■ **Text shown**
-*-

Mutlu Gülerce, one of a group of soldiers kept handcuffed and stripped down to their underwear in a barn after an attempted coup on July 15, 2016, has announced on social media that all the soldiers held in that barn, more than 400 of them, have been acquitted of coup-related charges.

A photograph showing dozens of Turkish soldiers huddled together handcuffed and in their underwear in a horse barn became one of the most iconic symbols of the failed coup.

Ali Aktaş of Turkey’s Islamist Felicity Party (SP), who is also a lawyer, shared the photo on Twitter two days after the attempted coup, saying, “The putschist donkeys are kept in the barn.”

Gülerce, a former trainee lieutenant in training and Turkish Military Academy graduate who was detained and expelled from the service after the coup bid, announced in a tweet on Tuesday that all the soldiers kept in the barn were acquitted of coup charges.

“I was one of the soldiers in that photo. With my fellow soldiers, I was taken from the school [the gendarmerie school in Ankara] on the morning of July 16 and brought to this barn, where we faced inhuman treatment. We were then lynched [on social media] by people such as A. Aktaş. My fellow soldiers and I were acquitted today. Let that shameless slanderer know,” Gülerce said, referring to Aktaş.

https://twitter.com/GulerceMutlu/status/1321148290252103683

Gülerce had spoken to Turkish media earlier in 2020 and revealed what happened in the barn.

According to his statements, the inhuman treatment some 400 soldiers were subjected to in the barn included insults, swearing, stripping of their clothes, deprivation of water and 36 hours without food, with the soldiers having to sit cross-legged with their hands cuffed behind their backs, facing the wall.

“It was forbidden to stand up or to talk. They constantly lined us up and counted us. There was psychological and physical pressure. They came periodically and slapped some of us. Some people reached their limit and had nervous collapses and fainted. Others passed out from hunger and thirst,” Gülerce said.

“Let alone asking how the unconscious soldiers were, they didn’t perform any first aid or provide any kind of medical care. The ones who had fainted remained there until they regained consciousness.”

“They were sending us to use the bathroom in a corner of the barn. Sometimes they took us out of the area and made us quickly urinate on the wall. They made us defecate, barefoot and handcuffed, in a few toilets in that place,” he added.

Gülerce also revealed that they were kept in their underwear for a week in a gathering area at Sincan Prison, too.

“It was freezing over there. Some of us got sick. We had a commander who had kidney disease; his situation was worse. We were very cold both in the barn and in Sincan Prison. We gathered in groups of 10 in order to protect ourselves from the cold in Sincan,” Gülerce said.

Some of the defendants in the same case reportedly received sentences for their suspected links to the Gülen movement, which is labeled as a terrorist organization by President Recep Tayyip Erdoğan and his Justice and Development Party (AKP), who also accuse Fethullah Gülen, a US-based Muslim preacher who inspired the faith-based movement, of orchestrating the failed coup.

Although Gülen and his followers deny the coup-related allegations against them, the Turkish government has removed more than 130,000 civil servants from their jobs and imprisoned some 80,000 people over links to the movement as part of a crackdown that followed the abortive putsch.

-*-

(Items from a dataset)
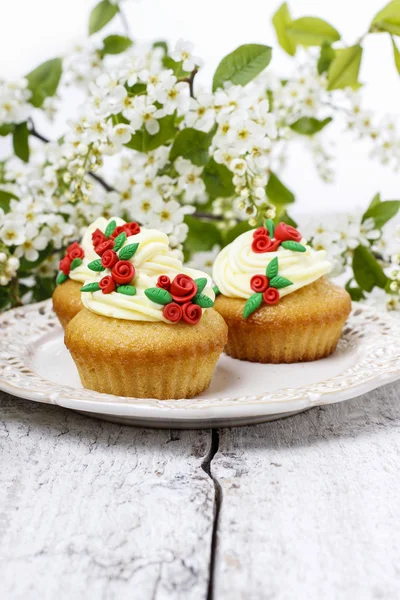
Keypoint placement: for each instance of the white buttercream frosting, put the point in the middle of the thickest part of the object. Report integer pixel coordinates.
(237, 263)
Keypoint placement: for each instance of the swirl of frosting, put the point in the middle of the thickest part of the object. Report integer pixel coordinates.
(152, 260)
(237, 263)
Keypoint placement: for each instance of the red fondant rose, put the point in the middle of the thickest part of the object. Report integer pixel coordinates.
(191, 313)
(164, 282)
(107, 284)
(259, 283)
(271, 296)
(98, 237)
(285, 232)
(261, 232)
(263, 243)
(103, 247)
(173, 312)
(183, 288)
(109, 259)
(123, 272)
(65, 265)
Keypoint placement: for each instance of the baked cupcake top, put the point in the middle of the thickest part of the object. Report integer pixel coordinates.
(138, 277)
(265, 264)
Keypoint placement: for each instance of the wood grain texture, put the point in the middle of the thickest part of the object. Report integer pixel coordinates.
(94, 510)
(310, 505)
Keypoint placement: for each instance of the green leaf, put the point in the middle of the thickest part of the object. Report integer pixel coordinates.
(20, 141)
(367, 271)
(142, 141)
(128, 251)
(280, 282)
(345, 68)
(269, 224)
(61, 278)
(116, 44)
(110, 228)
(294, 246)
(202, 235)
(242, 65)
(158, 295)
(326, 57)
(203, 301)
(309, 125)
(382, 212)
(252, 304)
(119, 241)
(277, 192)
(191, 144)
(218, 180)
(96, 265)
(312, 31)
(281, 20)
(128, 290)
(388, 19)
(201, 284)
(90, 287)
(101, 14)
(43, 81)
(272, 268)
(76, 263)
(5, 199)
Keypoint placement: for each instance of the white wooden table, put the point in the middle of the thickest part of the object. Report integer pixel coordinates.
(306, 507)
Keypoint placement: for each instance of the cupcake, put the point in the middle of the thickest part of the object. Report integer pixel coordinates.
(73, 270)
(275, 298)
(147, 329)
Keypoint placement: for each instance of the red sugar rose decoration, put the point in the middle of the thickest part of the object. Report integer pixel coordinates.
(164, 282)
(107, 245)
(98, 237)
(191, 313)
(173, 312)
(107, 284)
(259, 283)
(284, 232)
(123, 272)
(109, 259)
(183, 288)
(271, 296)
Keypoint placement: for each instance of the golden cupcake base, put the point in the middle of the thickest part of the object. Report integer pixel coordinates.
(145, 360)
(305, 325)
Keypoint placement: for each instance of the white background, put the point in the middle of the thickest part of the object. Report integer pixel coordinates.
(32, 31)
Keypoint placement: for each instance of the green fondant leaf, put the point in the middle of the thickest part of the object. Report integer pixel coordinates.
(76, 263)
(295, 246)
(201, 284)
(96, 265)
(128, 290)
(269, 224)
(158, 295)
(203, 301)
(90, 287)
(119, 241)
(110, 228)
(252, 304)
(61, 278)
(127, 252)
(272, 269)
(279, 282)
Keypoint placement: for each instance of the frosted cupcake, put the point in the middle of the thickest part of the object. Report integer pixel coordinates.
(73, 269)
(148, 329)
(275, 298)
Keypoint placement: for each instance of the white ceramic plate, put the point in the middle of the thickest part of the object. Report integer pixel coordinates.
(35, 364)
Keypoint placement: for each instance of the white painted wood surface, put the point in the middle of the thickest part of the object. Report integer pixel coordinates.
(306, 507)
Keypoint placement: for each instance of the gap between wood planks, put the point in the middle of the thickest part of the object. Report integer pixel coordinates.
(206, 466)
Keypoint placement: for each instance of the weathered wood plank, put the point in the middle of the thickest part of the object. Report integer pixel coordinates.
(310, 504)
(94, 510)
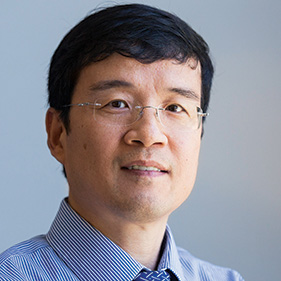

-*-

■ **What is being asked**
Write out the passage of the article about the soldiers held in the barn between "Gülerce, a former" and "happened in the barn.", inclusive.

■ **Your solution**
Gülerce, a former trainee lieutenant in training and Turkish Military Academy graduate who was detained and expelled from the service after the coup bid, announced in a tweet on Tuesday that all the soldiers kept in the barn were acquitted of coup charges.

“I was one of the soldiers in that photo. With my fellow soldiers, I was taken from the school [the gendarmerie school in Ankara] on the morning of July 16 and brought to this barn, where we faced inhuman treatment. We were then lynched [on social media] by people such as A. Aktaş. My fellow soldiers and I were acquitted today. Let that shameless slanderer know,” Gülerce said, referring to Aktaş.

https://twitter.com/GulerceMutlu/status/1321148290252103683

Gülerce had spoken to Turkish media earlier in 2020 and revealed what happened in the barn.